EXERCISE PROMPT —
Rewrite everything in the rabies notice from "In the last" down to "(groundhogs) and coyotes.", changing "raccoons" to "opossums" throughout.

READING TEXT —
________
In the last 2 weeks 2 likely rabid raccoons were found and killed in the un-paved New Salem Rd and Morse Village Rd. area. The raccoons were not tested but were acting strangely.
The wild animals that most commonly carry rabies in the US are raccoons, skunks, bats and foxes. Any mammals can contract rabies including woodchucks (groundhogs) and coyotes.
People usually get rabies from the bite of a rabid animal. It is also possible, but rare, for people to get rabies from scratches, abrasions or open wounds, or mucous membranes in the eyes, nose, or mouth that are exposed to saliva from a rabid animal.
Animals with rabies may be acting strangely: aggressive, trying to bite you or other animals, may drool a lot, or move slowly, or act tame. Some animals may not show any signs of rabies. It is important to leave wild animals alone, including baby animals.
How can you help?
Teach children to never approach animals they don't know- even if they appear friendly.
Report any animal that behaves oddly to our local animal control officer via Shelburne Control: 413-625-8200.
Make sure your pets and livestock's rabies vaccinations are up to date.
Enjoy wild animals from a distance.
Don't feed or water your pets outside. Even empty bowls attract wild & stray animals.
Keep your garbage securely covered as to not attract wild or stray animals.
Keep your chimney capped and repair leaks in attics, cellars & porches to help keep wild animals like bats & raccoons out of your home.
If you are bitten or scratched by an animal: Wash the wound with soap and water right away for ten minutes. Call your health care provider. Call your local animal control officer.
________
DATA SUPPLIED —
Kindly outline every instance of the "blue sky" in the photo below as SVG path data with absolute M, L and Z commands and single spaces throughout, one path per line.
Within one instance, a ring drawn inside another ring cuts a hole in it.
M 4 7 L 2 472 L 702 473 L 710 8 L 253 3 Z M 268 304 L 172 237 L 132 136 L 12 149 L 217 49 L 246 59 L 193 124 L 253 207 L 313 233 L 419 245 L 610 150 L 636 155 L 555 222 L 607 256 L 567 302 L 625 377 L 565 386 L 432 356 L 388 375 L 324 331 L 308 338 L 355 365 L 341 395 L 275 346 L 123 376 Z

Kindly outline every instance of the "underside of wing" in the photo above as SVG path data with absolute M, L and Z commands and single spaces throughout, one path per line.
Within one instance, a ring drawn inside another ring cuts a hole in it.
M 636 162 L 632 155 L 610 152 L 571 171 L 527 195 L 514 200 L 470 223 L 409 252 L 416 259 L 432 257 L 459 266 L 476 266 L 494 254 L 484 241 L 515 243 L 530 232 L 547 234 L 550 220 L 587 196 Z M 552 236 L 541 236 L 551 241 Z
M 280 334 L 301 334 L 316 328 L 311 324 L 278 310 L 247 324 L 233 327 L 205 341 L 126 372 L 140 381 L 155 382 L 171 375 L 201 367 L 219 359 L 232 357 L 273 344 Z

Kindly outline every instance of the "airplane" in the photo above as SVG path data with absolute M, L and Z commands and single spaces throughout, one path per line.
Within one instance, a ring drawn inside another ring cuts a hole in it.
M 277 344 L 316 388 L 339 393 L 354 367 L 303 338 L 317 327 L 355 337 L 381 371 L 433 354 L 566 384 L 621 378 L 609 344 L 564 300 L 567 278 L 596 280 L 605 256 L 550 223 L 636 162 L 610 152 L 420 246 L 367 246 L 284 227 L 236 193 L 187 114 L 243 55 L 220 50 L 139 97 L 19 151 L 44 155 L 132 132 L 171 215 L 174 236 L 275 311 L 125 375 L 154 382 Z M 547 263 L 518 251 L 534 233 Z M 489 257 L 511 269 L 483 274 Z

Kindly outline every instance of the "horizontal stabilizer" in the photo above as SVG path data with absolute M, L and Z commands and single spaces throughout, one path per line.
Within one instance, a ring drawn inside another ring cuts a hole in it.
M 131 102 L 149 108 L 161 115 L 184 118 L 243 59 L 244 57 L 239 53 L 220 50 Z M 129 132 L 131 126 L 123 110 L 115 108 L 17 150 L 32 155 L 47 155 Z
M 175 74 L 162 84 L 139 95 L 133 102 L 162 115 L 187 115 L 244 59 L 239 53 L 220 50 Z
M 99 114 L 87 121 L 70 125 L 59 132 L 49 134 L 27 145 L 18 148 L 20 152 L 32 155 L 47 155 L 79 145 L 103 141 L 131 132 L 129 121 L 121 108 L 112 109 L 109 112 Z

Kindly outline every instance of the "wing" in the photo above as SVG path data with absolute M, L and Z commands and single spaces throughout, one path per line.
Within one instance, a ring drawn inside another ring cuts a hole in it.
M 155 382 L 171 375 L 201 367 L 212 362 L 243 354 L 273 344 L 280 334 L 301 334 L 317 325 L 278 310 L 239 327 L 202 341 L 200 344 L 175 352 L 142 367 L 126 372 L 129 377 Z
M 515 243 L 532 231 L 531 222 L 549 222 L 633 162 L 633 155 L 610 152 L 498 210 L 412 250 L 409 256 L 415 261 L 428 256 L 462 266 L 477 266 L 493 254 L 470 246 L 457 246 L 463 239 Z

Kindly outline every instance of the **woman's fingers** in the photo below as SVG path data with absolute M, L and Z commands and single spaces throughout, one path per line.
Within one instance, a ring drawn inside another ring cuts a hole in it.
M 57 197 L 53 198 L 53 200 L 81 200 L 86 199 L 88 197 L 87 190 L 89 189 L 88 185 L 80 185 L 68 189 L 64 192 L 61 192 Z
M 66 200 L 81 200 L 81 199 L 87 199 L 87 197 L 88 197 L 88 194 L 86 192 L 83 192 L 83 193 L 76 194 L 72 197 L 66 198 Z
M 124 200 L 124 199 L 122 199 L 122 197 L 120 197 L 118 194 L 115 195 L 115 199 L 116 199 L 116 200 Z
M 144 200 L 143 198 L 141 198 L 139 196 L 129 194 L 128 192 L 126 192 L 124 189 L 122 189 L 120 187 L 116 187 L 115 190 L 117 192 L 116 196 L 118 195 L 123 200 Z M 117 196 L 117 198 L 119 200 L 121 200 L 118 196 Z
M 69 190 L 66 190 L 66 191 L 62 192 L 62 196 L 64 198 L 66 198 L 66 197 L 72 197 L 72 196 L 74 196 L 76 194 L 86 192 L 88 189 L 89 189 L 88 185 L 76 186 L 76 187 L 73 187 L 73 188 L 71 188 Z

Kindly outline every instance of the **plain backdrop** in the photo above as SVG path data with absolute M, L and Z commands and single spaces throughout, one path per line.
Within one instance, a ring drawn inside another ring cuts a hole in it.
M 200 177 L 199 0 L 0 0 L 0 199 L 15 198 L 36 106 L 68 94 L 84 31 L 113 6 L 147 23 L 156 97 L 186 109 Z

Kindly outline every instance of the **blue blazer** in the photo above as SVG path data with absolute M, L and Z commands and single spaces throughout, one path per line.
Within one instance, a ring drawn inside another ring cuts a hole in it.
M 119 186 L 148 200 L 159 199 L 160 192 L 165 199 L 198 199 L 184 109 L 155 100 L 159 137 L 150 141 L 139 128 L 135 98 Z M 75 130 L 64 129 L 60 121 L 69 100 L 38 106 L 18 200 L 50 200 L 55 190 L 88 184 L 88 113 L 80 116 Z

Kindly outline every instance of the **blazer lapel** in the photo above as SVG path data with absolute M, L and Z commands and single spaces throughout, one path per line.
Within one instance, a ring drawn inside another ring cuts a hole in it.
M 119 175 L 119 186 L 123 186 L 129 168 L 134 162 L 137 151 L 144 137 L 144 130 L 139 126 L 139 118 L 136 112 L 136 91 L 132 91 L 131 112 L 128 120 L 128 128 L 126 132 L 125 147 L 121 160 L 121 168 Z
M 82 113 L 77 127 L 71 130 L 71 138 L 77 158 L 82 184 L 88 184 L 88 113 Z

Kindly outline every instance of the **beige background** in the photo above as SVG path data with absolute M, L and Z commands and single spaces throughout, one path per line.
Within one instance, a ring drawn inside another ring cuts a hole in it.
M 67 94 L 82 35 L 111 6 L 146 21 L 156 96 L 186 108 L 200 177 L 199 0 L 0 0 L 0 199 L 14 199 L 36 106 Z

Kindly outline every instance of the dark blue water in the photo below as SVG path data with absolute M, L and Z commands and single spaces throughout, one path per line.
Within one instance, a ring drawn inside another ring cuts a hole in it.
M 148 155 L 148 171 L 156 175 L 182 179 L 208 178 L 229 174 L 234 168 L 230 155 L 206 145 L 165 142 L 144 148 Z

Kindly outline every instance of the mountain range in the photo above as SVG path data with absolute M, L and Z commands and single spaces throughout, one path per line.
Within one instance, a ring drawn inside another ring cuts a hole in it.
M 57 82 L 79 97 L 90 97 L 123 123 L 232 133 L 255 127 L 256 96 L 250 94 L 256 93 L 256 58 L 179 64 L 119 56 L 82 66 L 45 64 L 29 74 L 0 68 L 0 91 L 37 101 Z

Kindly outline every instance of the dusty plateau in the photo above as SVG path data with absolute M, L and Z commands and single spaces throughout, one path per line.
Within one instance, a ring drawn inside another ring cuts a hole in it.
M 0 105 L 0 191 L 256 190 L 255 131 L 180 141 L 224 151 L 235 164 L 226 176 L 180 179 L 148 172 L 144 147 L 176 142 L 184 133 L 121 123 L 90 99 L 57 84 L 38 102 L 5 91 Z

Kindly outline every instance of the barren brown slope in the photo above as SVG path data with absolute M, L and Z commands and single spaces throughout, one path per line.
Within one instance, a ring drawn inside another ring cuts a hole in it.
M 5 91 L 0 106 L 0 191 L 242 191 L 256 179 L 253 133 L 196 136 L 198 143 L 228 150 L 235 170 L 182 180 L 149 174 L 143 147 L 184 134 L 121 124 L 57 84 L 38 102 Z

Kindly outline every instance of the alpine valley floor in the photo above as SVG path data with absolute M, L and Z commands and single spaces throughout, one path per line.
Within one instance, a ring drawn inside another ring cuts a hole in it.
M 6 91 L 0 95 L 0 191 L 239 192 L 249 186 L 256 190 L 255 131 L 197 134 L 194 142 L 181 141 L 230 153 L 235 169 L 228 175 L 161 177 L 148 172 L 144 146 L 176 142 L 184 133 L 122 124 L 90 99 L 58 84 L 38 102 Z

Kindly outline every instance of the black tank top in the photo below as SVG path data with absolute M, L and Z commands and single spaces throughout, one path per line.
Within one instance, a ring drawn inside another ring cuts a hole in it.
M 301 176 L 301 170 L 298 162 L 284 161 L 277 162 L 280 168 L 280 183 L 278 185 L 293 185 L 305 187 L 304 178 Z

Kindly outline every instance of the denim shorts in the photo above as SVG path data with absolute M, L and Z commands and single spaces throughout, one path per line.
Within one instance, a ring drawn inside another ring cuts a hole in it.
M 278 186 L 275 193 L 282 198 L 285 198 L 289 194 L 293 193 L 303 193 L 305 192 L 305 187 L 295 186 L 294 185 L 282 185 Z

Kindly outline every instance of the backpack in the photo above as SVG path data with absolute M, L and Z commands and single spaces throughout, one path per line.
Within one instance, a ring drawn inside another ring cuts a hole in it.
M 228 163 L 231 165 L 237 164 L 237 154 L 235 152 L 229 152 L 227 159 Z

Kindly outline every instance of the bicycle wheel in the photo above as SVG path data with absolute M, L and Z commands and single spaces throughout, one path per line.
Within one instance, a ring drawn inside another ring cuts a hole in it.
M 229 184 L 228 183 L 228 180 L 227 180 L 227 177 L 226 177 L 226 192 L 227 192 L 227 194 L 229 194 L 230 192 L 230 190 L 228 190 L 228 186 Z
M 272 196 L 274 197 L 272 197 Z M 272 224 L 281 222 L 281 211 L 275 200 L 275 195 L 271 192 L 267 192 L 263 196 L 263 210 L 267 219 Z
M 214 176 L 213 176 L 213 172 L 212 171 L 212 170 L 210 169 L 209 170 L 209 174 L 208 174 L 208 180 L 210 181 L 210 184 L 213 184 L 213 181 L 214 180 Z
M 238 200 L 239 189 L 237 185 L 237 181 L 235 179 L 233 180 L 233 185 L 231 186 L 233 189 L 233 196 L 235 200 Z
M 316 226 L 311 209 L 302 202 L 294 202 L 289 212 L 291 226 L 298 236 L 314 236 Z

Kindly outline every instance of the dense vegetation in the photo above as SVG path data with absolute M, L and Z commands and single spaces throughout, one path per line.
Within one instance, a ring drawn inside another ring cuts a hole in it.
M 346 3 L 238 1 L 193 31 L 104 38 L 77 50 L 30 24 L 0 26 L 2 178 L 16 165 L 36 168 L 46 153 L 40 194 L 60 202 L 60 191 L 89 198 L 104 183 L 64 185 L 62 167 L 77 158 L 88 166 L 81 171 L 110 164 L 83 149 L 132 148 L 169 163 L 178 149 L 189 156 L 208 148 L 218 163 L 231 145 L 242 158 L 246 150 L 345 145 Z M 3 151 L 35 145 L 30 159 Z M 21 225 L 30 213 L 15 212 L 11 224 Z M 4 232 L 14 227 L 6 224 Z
________
SOLUTION FOR THIS EXERCISE —
In the last 2 weeks 2 likely rabid opossums were found and killed in the un-paved New Salem Rd and Morse Village Rd. area. The opossums were not tested but were acting strangely.
The wild animals that most commonly carry rabies in the US are opossums, skunks, bats and foxes. Any mammals can contract rabies including woodchucks (groundhogs) and coyotes.